- [EXERCISE TASK] Summarize the CuPy exercise page below in two sentences.

- [PAGE TEXT]
Ferkans — Interactive Telecom Tutor

ex-sp-ch11-01

Easy

Create a $1000 \times 1000$ random matrix on the GPU using CuPy. Compute its transpose, its Frobenius norm, and its trace. Verify the results match NumPy on the CPU.

Show Hint

Use cp.random.randn(1000, 1000) and cp.linalg.norm(A, "fro").

Transfer to CPU with .get() for comparison.

Solution

Implementation

import cupy as cp
import numpy as np

A_cp = cp.random.randn(1000, 1000)
A_np = A_cp.get()

# GPU
norm_gpu = float(cp.linalg.norm(A_cp, 'fro'))
trace_gpu = float(cp.trace(A_cp))

# CPU
norm_cpu = np.linalg.norm(A_np, 'fro')
trace_cpu = np.trace(A_np)

print(f"Norm match: {np.isclose(norm_gpu, norm_cpu)}")
print(f"Trace match: {np.isclose(trace_gpu, trace_cpu)}")

ex-sp-ch11-02

Easy

Measure the time to transfer a $10^7$ -element float64 array from CPU to GPU (cp.asarray) and back (cp.asnumpy). Calculate the effective bandwidth in GB/s for each direction.

Show Hint

Bandwidth = bytes / time. float64 is 8 bytes per element.

Remember to synchronize before timing.

Solution

Implementation

import cupy as cp
import numpy as np
import time

n = 10**7
a = np.random.randn(n)
nbytes = n * 8

cp.cuda.Stream.null.synchronize()
t0 = time.perf_counter()
a_gpu = cp.asarray(a)
cp.cuda.Stream.null.synchronize()
t_h2d = time.perf_counter() - t0

t0 = time.perf_counter()
a_cpu = a_gpu.get()
t_d2h = time.perf_counter() - t0

print(f"H2D: {nbytes/t_h2d/1e9:.1f} GB/s")
print(f"D2H: {nbytes/t_d2h/1e9:.1f} GB/s")

ex-sp-ch11-03

Easy

Write a GPU-portable function that computes the element-wise ReLU $\max(0, x)$ and works with both NumPy and CuPy arrays.

Show Hint

Use cp.get_array_module(x) to detect the backend.

Solution

Implementation

import cupy as cp
import numpy as np

def relu(x):
    xp = cp.get_array_module(x)
    return xp.maximum(x, 0)

# CPU
y_cpu = relu(np.array([-1.0, 0.5, 2.0]))

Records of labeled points
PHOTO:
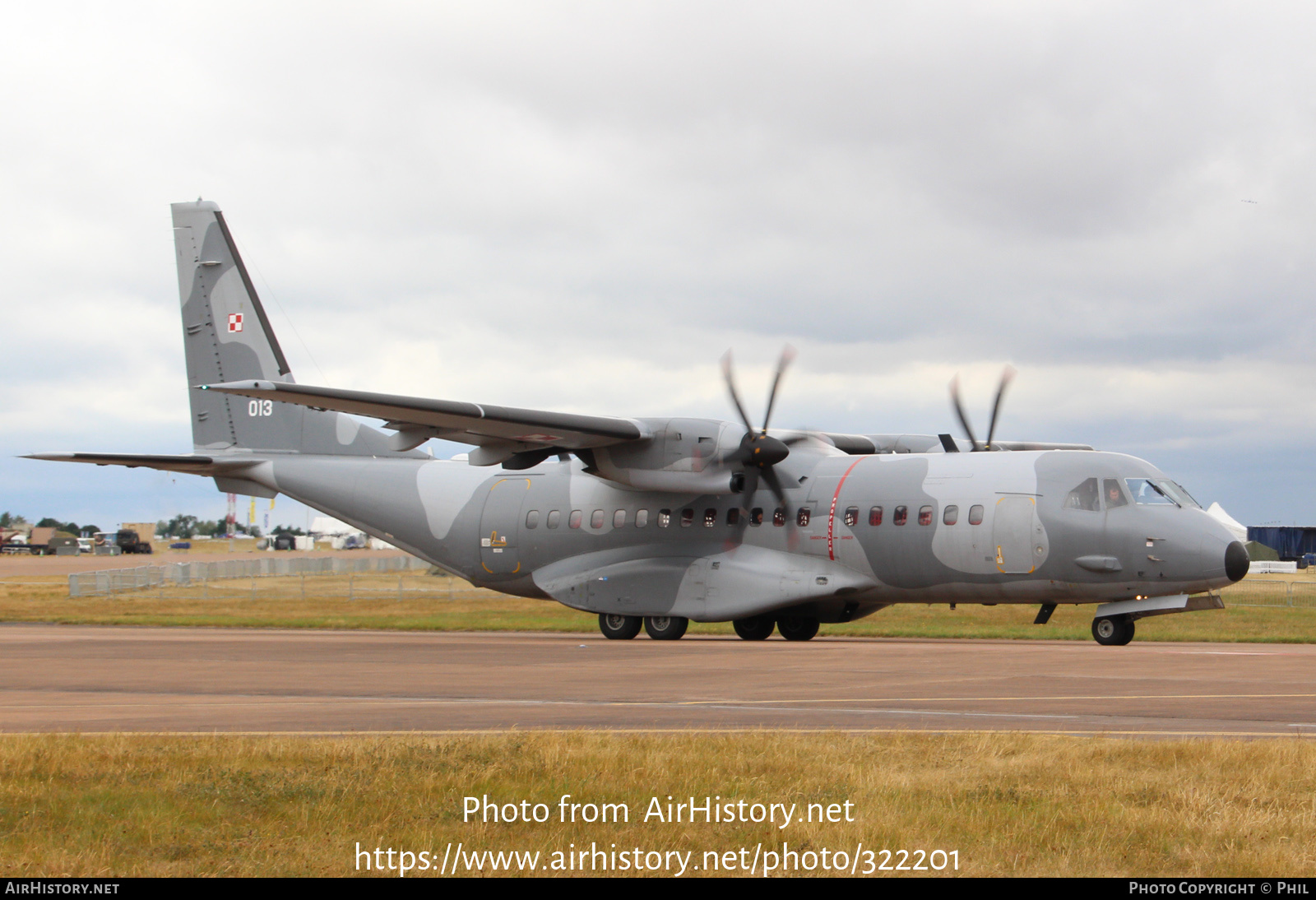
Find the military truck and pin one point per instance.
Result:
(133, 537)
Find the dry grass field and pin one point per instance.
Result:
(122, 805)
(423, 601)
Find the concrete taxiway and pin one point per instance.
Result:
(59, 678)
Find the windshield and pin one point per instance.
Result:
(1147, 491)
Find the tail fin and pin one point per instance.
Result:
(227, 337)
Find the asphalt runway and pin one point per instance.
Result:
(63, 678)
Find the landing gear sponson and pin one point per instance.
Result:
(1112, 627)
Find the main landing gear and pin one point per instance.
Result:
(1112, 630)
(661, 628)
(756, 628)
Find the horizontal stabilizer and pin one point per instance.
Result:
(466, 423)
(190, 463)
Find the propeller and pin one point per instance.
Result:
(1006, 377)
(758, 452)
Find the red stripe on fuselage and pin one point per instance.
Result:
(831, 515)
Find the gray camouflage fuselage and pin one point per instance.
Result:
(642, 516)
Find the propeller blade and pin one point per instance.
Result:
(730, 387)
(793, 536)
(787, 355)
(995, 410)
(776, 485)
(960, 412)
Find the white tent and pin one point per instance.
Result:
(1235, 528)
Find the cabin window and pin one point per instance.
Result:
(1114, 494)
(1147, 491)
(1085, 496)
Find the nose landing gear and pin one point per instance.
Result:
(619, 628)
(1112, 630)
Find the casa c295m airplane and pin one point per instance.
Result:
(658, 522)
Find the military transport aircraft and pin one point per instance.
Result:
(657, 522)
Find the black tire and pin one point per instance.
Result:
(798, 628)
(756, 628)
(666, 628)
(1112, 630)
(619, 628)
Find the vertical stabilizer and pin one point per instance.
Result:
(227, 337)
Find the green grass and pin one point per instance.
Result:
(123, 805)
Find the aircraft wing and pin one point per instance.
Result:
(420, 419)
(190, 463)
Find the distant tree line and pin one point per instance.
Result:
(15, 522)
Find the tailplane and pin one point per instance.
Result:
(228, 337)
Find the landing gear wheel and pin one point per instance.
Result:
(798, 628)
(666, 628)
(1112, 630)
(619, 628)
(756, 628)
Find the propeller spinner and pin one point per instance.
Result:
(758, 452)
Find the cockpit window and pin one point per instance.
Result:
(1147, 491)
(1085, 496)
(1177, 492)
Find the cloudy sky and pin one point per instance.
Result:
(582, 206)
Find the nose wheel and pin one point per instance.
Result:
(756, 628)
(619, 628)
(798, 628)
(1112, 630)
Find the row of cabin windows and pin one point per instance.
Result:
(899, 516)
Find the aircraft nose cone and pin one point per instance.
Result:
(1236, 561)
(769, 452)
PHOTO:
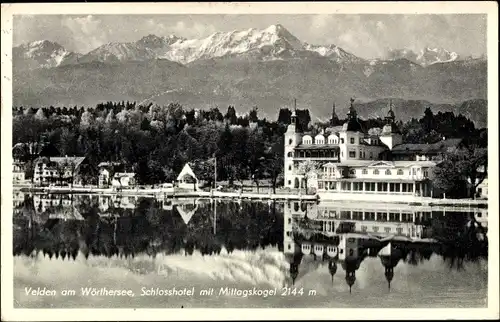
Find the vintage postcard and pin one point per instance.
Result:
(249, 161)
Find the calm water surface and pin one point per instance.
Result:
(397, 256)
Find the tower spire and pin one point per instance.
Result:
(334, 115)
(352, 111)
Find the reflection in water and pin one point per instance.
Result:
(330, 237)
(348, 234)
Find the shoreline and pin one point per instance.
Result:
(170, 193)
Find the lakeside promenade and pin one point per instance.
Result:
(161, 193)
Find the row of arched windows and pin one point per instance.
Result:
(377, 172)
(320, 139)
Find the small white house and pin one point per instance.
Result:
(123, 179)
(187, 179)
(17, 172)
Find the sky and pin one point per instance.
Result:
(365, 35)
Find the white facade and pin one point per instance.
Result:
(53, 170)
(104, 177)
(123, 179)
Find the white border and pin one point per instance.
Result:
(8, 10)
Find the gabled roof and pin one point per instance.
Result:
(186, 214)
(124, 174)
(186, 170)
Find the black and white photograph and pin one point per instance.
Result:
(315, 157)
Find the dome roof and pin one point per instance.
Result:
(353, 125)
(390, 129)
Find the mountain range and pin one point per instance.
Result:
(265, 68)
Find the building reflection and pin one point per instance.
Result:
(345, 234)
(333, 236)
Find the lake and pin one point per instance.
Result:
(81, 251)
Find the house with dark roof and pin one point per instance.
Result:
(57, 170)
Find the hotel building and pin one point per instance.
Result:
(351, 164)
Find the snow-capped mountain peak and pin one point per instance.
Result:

- [TASK RESPONSE] The page gives three easy CuPy exercises. They cover computing the transpose, Frobenius norm, and trace of a random 1000 × 1000 GPU matrix and checking them against NumPy on the CPU, timing the transfer of a 10^7-element float64 array to the GPU and back to find the bandwidth in GB/s for each direction, and writing a ReLU function that works with both NumPy and CuPy arrays by detecting the backend with cp.get_array_module.